**TO DO**
The records that follow must be repeated exactly as they stand.

**PROVIDED DATA**
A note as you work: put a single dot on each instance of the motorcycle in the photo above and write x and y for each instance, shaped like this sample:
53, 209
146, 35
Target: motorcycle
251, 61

**RESULT OF THE TASK**
A note as you work: put a single dot on each instance of the motorcycle in the photo above and write x and y for each instance, shaped like this sample:
53, 209
146, 35
Target: motorcycle
251, 61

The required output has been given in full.